━━ Given passage ━━

ATLANTA – It sounds strange, saying this about a 14-time major winner who's among the greatest athletes in American history, but we're about to find out what Tiger Woods is really made of.
As he prepares to challenge for the Tour Championship and the FedExCup at East Lake Golf Club, Woods finds himself in an unfamiliar position: eclipsed on the course and under unexpected scrutiny off it. The future of golf has arrived, and the past is rearing up and reassessing him. And how he handles both the challenge on the course and the sudden new perspectives off it will say much about how the rest of his still-very-viable career will go.
Most pressing, of course, is Woods' playing partner in Thursday's opening round: Rory McIlroy, who's without question the finest golfer on the planet right now. McIlroy, ranked a deserving No. 1, has won three of his last four PGA tournaments, including his second major at the PGA Championship. At the tender age of 23, he won his first two majors a few months quicker than Woods did. (Granted, Woods would have eight in his bag before his 27th birthday, but still.) It's McIlroy's game now, and while Woods remains the game's premier attraction, he's no longer its premier player.

━━━

• _Things to do_
1. In the Tiger Woods article, substitute "the host course" for "East Lake Golf Club" in the part starting at "ATLANTA – It" and ending at "career will go.".
2. Answer these about the Tiger Woods article:
(a) How many majors has Woods won?
(b) Who is Woods' playing partner in Thursday's opening round?
(c) At what age did McIlroy win his first two majors?
3. What comes next in the Tiger Woods article? Continue it after its last sentence.
The rows have no connection to the Tiger Woods article.

━━ Extracted material ━━

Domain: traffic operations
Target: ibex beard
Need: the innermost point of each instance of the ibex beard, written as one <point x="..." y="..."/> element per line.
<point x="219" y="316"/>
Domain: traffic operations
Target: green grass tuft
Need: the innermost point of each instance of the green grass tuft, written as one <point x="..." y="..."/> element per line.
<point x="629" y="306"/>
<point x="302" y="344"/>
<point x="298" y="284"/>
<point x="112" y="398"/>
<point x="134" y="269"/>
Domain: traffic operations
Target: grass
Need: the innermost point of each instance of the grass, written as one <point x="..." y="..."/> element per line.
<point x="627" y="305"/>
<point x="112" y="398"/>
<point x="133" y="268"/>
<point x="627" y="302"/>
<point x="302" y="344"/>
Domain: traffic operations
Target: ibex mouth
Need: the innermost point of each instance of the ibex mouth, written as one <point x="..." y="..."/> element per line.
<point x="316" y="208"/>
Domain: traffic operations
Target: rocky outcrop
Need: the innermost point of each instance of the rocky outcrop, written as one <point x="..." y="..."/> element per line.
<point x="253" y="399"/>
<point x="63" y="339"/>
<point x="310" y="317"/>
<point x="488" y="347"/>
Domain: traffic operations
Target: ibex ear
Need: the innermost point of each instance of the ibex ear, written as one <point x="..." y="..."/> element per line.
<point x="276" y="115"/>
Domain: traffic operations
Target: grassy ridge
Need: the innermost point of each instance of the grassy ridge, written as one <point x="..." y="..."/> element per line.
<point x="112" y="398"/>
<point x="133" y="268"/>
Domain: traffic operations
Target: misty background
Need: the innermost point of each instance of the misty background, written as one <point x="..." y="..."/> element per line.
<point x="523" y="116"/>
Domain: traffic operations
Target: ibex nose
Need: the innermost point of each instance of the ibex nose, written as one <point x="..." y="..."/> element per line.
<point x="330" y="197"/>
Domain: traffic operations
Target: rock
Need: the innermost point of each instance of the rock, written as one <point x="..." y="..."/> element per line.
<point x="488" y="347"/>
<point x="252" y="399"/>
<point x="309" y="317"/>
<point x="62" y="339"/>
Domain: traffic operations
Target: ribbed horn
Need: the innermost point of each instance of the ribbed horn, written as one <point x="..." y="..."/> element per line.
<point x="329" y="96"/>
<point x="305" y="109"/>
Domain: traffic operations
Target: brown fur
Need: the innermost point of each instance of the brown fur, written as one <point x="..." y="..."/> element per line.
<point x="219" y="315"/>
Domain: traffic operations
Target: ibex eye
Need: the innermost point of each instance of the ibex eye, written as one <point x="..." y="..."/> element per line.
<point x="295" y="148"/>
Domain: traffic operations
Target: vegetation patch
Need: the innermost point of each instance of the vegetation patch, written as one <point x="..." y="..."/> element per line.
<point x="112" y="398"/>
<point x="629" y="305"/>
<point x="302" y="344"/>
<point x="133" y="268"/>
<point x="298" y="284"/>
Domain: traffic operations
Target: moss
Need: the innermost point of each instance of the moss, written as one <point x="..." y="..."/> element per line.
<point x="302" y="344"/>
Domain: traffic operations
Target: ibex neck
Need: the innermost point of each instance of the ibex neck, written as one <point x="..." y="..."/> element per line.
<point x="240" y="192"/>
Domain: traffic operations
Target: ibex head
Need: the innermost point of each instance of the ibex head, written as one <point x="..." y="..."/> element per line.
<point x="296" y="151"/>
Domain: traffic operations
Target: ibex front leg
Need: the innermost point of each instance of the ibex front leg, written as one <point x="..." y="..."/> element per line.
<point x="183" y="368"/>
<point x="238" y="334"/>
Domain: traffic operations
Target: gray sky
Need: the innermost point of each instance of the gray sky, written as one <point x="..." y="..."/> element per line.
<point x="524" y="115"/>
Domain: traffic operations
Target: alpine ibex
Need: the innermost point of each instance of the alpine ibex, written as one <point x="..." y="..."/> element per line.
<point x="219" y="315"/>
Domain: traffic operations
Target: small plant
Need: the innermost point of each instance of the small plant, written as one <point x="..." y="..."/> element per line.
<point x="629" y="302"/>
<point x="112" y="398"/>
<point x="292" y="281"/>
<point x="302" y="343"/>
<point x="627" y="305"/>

━━━

• _Answers_
1.
ATLANTA – It sounds strange, saying this about a 14-time major winner who's among the greatest athletes in American history, but we're about to find out what Tiger Woods is really made of.
As he prepares to challenge for the Tour Championship and the FedExCup at the host course, Woods finds himself in an unfamiliar position: eclipsed on the course and under unexpected scrutiny off it. The future of golf has arrived, and the past is rearing up and reassessing him. And how he handles both the challenge on the course and the sudden new perspectives off it will say much about how the rest of his still-very-viable career will go.

2.
(a) 14
(b) Rory McIlroy
(c) 23

3.
Which is fine, of course; every player gives way to the next generation. Jack Nicklaus succeeded Arnold Palmer; Tom Watson succeeded Nicklaus; Greg Norman succeeded Watson; Woods succeeded Norman. But as Tiger begins his first steps into remember-when? status, some of the legends that preceded him are starting to take, well, let's not call them "shots," let's call them "new perspectives."
Earlier this week, Norman offered up his impressions of the now-full-flower Woods-McIlroy rivalry, and his assessment wasn't kind to Tiger. "What I'm seeing is that Tiger's really intimidated by Rory," he told Fox Sports. "When have you ever seen him intimidated by another player? Never. But I think he knows his time's up and that's normal; these things tend to go in 15-year cycles."
You can't jab an athlete with any sharper blade than one engraved "time's up," and surely Norman knows this. But on Wednesday, neither Woods nor McIlroy took the bait.
"How can I intimidate Tiger Woods?" McIlroy said. "I mean, the guy's got 75 or 70-whatever [actually 74] PGA Tour wins, 14 majors. He's been the biggest thing ever in our sport. How could some little 23-year-old from Northern Ireland with a few wins come up and intimidate him? I don't know where he got that from, but it's not true." (McIlroy is playing a wise game here; he did allow that he's never been intimidated by Woods, but more "in awe" of him.)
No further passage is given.